▶ _What you need to do_
Decide whether each statement agrees with the passage on Ezekiel's temple, answering yes or no and quoting the deciding words of the passage: (a) Henry Sulley's work on the subject was published in 1892; (b) the inner circle of buildings is divided into twelve segments; (c) the river formed by the living water runs westwards.

▶ _Page text_
★ ★ ★ ★ ★

A Fresh Look at Ezekiel’s Temple
For many years it has been traditional among
Christadelphians that the memorable temple described in Ezekiel 40-48 will
function in the Holy Land during the millennial reign of
Christ.
That a temple will exist during that time of
blessedness would appear to be clear enough. But what kind of temple will it
be?
Since the publication of a monumental work on the
subject in 1892, by Henry Sulley of Nottingham, most Christadelphians have been
accustomed to thinking of that temple as consisting essentially of three main
parts:
- an outer set of buildings about a mile square and about 150
feet wide at any point, with massive corner towers rather like New York
skyscrapers.
- an inner circle of buildings divided into
thirty segments.
- a steep central mountain surmounted by
an immense altar, from which comes living water to pour out of the temple
buildings on the south side and form a growing river running
eastwards.

★ ★ ★ ★ ★

▶ _Data_

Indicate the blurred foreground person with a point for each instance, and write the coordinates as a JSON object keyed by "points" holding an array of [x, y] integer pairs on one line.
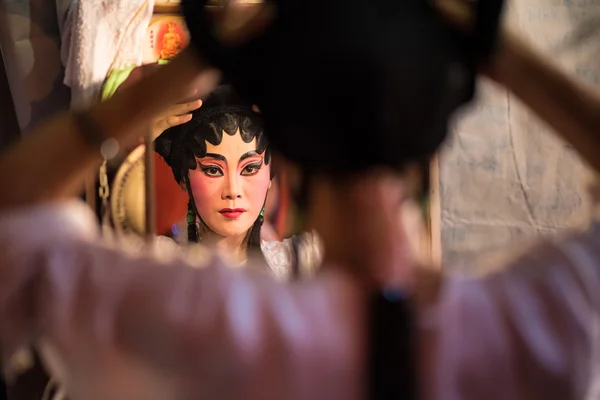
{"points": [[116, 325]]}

★ ★ ★ ★ ★

▶ _Answer to the exercise_
(a) Yes: "Since the publication of a monumental work on the subject in 1892, by Henry Sulley of Nottingham"
(b) No: "an inner circle of buildings divided into thirty segments"
(c) No: "form a growing river running eastwards"